§ **TASKS AND EXERCISES**
[1] In the Japan birding thread, shorten the paragraph that begins "Japan is definitely worth multiple visits" into a brief list that keeps its main facts.
[2] Write a continuation of the Japan birding thread, starting after its last post.

Japan is definitely worth multiple visits. I've been half a dozen times and still have top birds to see, including the Amami and Ogasawara endemics, Short-tailed Albatross and all the petrels,Japanese Murrelet and a couple of other auks, a certain unmentionable rosefinch, Ural Owl, Solitary Snipe - and its the closest place to HK to see Ptarmigan.

Saturday 22nd February:
... and an elusive bird in the dense understorey, which I eventually tracked down, turned out to be a 1st winter male Grey Bunting.

Another species we missed! My understanding, talking to others visiting Japan this winter, is that buntings, in general, have been in relatively short supply. I know of at least two other trips that missed Grey Bunting so I think you did very well to get one.
Cheers Chris, perhaps I'll have to visit Bulgaria someday so you can find me a Grey-headed.

Thanks Nick. It was a great trip - one of my best, I think.

Thanks. I can definitely recommend Japan. Yes, if it wasn't for the current situation I'm sure I would be trying to justify starting to plan a return in Spring / Summer.

Sounds like a plan Pete! Plenty of other good birds here too!

Some great birds there Pete, not least the Grey Bunting!

Have I missed something or are you deliberately keeping the name of the performer under wraps?

Thanks Mike, I definitely hope to return to Japan someday. Warning, you're not going to like another upcoming post towards the end of the trip!

A block of data:
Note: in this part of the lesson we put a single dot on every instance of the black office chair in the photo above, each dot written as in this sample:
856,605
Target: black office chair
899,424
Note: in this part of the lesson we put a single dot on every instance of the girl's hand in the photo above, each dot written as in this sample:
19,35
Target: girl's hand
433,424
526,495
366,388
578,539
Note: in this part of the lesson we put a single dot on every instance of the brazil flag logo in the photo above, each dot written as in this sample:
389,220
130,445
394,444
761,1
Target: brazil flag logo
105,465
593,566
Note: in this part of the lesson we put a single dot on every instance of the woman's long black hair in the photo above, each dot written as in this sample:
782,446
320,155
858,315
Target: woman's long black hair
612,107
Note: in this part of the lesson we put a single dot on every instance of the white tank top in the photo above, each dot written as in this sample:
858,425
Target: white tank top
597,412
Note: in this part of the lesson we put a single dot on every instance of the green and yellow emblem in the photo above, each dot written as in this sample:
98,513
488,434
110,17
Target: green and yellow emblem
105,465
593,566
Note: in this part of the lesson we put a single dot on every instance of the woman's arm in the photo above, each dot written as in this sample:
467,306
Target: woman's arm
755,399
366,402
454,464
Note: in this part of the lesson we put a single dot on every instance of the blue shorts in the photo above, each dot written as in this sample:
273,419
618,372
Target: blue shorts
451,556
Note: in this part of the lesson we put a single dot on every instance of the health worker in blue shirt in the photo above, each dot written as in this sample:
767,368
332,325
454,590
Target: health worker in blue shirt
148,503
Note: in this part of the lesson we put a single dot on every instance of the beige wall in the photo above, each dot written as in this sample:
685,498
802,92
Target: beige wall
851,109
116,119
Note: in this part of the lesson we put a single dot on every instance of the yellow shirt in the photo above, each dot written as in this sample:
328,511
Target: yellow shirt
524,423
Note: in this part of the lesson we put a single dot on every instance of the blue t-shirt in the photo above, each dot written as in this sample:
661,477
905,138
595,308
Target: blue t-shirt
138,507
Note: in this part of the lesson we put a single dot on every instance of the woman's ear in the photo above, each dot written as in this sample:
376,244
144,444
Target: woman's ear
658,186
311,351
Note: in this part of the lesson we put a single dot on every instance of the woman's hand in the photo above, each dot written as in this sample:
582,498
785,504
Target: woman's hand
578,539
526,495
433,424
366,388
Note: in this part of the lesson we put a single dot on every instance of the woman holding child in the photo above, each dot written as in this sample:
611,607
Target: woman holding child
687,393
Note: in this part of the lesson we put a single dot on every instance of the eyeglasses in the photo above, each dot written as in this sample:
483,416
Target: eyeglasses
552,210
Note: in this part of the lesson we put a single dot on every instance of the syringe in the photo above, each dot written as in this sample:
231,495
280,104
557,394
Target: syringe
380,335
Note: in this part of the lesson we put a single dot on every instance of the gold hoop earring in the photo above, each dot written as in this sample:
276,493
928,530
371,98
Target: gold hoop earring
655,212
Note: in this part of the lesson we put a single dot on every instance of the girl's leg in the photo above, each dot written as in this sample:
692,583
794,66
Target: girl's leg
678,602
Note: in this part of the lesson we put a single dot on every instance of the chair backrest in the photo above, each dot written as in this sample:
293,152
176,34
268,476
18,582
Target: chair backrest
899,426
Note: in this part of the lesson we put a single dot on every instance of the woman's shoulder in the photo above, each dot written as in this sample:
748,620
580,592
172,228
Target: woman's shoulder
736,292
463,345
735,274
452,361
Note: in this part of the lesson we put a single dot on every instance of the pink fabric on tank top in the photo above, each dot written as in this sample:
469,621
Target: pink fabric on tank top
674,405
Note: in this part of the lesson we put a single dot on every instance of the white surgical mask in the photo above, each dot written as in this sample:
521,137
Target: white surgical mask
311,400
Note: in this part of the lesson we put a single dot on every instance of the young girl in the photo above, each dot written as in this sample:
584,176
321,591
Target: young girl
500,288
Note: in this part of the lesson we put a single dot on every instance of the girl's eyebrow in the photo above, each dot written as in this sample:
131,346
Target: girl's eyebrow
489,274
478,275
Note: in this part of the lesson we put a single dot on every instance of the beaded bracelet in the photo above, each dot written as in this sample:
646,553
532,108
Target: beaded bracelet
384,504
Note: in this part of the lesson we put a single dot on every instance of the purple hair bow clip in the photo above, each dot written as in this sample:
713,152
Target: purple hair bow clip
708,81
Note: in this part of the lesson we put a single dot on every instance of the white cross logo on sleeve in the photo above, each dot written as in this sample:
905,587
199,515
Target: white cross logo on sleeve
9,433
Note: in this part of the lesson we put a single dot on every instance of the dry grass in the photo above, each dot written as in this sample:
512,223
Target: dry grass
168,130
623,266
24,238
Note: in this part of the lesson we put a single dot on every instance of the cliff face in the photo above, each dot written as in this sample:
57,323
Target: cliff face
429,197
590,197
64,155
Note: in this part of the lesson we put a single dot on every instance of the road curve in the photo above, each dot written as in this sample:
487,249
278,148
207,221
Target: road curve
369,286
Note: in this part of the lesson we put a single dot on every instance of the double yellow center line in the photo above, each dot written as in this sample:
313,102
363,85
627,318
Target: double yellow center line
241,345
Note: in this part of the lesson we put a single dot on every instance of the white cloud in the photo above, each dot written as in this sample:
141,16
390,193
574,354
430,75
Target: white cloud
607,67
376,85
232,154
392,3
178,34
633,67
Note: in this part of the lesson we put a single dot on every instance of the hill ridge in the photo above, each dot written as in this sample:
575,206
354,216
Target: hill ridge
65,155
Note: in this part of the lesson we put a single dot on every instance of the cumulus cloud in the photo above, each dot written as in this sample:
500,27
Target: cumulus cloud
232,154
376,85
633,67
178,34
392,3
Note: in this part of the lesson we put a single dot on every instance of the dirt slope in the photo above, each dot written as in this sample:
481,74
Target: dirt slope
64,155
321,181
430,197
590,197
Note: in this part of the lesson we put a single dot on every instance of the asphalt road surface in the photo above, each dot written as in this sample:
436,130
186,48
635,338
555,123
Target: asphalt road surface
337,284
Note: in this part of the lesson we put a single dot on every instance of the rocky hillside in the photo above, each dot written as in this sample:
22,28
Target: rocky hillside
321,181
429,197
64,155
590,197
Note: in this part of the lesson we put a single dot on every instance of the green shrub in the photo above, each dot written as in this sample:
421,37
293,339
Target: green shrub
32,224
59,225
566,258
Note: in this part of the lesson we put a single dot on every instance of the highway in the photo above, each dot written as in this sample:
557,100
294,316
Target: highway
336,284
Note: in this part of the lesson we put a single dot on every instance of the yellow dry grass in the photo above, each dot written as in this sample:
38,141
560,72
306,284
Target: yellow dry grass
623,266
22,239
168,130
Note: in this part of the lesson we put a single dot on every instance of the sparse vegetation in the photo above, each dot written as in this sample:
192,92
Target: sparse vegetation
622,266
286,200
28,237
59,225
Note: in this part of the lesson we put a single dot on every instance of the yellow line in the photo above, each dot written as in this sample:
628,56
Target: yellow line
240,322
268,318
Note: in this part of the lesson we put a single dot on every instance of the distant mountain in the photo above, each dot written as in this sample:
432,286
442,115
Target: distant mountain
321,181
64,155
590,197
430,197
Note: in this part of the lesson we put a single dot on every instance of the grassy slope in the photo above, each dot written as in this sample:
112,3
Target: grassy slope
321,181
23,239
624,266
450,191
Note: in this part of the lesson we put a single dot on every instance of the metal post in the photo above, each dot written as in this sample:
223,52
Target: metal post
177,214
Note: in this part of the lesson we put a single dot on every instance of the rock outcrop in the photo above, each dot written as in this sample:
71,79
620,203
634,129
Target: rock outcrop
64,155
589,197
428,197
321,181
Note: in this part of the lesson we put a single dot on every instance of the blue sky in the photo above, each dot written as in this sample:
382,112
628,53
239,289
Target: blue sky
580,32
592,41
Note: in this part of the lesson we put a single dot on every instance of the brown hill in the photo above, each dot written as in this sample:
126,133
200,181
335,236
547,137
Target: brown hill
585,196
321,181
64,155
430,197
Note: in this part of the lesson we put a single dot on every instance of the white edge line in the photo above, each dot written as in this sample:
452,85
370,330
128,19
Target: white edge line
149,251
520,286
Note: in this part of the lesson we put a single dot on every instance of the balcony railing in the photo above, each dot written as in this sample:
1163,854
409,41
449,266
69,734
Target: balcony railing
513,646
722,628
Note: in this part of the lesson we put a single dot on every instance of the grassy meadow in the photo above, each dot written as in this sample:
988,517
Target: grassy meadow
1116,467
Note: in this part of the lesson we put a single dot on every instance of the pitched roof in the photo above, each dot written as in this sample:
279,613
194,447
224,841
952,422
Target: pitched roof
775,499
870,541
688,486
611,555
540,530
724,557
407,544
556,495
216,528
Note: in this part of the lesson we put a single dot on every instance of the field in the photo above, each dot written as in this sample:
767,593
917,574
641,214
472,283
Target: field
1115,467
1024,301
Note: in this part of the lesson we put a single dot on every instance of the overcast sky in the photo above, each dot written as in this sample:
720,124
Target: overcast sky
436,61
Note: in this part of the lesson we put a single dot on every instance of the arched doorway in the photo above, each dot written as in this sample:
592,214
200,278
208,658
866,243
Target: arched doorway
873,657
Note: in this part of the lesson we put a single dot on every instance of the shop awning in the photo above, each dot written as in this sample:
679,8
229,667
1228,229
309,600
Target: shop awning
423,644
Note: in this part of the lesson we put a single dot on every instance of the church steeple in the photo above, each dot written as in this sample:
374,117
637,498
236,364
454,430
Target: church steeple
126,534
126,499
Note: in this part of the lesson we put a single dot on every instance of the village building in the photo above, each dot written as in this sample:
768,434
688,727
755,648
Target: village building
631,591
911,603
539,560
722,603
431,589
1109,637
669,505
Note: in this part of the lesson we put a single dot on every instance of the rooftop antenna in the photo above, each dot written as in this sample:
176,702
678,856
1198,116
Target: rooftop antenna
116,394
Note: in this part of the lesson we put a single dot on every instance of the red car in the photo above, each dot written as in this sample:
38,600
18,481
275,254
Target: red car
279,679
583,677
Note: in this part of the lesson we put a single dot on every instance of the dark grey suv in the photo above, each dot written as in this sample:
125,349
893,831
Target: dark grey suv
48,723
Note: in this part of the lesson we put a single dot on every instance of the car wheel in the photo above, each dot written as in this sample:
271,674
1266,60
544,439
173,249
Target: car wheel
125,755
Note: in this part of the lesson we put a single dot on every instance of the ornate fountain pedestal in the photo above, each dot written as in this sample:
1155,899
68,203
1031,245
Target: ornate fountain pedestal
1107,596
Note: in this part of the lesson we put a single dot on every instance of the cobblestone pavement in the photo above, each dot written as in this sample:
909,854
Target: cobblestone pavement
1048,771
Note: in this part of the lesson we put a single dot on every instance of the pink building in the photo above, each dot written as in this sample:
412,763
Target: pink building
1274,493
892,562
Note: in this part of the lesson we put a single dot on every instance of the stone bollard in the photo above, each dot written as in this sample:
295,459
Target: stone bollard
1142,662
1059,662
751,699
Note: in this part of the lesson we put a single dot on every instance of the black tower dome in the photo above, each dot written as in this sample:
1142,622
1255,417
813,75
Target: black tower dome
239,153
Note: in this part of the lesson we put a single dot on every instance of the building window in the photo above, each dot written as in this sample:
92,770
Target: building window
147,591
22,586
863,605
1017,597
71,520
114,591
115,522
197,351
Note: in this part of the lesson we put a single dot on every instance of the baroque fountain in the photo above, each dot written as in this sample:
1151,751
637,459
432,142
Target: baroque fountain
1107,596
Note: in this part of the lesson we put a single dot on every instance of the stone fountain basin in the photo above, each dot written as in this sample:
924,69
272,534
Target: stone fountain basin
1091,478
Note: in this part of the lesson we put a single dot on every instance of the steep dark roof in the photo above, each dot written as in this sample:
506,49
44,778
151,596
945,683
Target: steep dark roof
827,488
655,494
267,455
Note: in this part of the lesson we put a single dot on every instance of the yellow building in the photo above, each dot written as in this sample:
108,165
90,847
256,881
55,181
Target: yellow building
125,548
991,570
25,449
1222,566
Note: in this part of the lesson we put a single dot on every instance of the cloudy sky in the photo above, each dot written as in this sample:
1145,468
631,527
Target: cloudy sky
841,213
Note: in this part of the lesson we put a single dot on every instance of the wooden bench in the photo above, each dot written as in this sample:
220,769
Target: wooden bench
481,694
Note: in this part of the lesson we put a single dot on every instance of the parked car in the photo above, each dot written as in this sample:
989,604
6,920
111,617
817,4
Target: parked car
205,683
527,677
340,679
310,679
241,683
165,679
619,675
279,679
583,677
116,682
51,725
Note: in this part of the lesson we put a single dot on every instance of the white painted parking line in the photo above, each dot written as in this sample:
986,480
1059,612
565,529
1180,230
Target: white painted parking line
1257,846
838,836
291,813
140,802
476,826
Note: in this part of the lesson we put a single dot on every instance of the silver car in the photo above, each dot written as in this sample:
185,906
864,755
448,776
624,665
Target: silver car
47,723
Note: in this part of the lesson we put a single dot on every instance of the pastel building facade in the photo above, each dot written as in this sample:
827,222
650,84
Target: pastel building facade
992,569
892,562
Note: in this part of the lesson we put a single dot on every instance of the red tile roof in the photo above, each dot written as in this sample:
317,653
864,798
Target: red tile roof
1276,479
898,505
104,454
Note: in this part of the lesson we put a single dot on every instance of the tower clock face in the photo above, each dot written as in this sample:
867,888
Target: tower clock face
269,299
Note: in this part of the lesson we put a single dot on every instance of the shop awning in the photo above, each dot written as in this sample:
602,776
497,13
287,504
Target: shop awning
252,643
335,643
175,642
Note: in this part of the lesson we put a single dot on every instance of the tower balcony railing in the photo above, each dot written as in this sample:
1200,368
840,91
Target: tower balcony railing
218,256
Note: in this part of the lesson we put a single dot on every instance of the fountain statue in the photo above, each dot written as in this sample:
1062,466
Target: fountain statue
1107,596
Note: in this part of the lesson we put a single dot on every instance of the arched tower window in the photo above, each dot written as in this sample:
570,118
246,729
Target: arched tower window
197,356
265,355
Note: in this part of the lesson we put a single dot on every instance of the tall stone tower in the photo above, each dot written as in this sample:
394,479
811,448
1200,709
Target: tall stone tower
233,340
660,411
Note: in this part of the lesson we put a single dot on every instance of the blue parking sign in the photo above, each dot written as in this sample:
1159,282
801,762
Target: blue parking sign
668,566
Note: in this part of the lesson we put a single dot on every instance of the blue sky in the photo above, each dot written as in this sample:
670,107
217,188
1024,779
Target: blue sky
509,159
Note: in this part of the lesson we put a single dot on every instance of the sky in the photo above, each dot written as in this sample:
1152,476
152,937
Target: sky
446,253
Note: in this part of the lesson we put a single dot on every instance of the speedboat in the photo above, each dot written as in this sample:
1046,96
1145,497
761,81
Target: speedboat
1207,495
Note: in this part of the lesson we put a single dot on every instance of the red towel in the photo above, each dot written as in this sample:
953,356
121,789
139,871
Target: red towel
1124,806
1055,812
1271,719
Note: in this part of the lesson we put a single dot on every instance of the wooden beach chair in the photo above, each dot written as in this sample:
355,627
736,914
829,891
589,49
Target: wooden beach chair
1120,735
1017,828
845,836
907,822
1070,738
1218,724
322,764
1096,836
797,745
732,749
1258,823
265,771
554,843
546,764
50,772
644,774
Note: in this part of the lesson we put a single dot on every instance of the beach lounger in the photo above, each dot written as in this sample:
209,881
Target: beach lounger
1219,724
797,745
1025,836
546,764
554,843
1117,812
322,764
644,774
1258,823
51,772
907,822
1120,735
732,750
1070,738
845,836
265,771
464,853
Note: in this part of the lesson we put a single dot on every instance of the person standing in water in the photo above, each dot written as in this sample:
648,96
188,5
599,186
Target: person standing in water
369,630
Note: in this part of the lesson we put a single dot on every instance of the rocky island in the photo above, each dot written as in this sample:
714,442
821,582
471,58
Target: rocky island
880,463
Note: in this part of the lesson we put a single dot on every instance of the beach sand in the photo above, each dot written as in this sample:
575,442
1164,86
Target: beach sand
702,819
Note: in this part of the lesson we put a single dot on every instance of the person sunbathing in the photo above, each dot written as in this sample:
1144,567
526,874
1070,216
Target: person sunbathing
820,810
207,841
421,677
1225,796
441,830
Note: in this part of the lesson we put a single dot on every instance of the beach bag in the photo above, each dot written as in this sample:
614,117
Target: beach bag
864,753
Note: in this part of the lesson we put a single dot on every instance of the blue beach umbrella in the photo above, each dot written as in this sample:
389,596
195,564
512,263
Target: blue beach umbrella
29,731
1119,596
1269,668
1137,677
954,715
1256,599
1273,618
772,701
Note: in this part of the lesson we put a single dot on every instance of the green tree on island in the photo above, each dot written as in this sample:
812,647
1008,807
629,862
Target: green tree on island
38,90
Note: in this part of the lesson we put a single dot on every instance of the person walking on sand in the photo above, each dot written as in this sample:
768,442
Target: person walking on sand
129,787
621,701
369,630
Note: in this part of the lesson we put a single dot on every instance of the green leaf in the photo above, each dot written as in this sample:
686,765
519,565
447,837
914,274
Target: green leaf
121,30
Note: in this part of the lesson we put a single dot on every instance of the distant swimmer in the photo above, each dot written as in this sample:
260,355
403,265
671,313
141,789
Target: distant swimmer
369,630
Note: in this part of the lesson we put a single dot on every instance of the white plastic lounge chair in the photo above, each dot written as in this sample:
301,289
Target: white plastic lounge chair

§ **EXPECTED RESPONSES**
[1]
- Japan is worth visiting more than once.
- The writer has been about six times and still has top birds left to see:
  - the Amami and Ogasawara endemics
  - Short-tailed Albatross and all the petrels
  - Japanese Murrelet and a couple of other auks
  - a certain unmentionable rosefinch
  - Ural Owl
  - Solitary Snipe
- Japan is also the closest place to HK to see Ptarmigan.

[2]
John, I had to check with some local experts on Kantori that Grey Bunting was likely where I saw it as it was quite a surprise but it seems it is a known past location and ideal habitat. I didn't really know what to expect in the way of bunting numbers or species but those I did see were generally only singles or small groups &/or in one location only.

Thanks Chris, I may have to take you up on it. As for the concert, I knew someone would eventually be curious enough to ask; it is more than a bit embarrassing, as my other passion in life should really be a guilty secret - a K-Pop act called Blackpink - not my usual musical taste and I'm certainly not anywhere near their normal demographic. But this was my third time seeing them live so I guess I have to come clean and admit an obsession!
Don't worry Pete, your secret is safe with me - oh, sorry, wait a minute....! Where were the other two concerts?

she pointed out the difference between K-pop and J-pop. Also that they have very good dance routines, but it's not her favourite kind of music and showed me a few videos.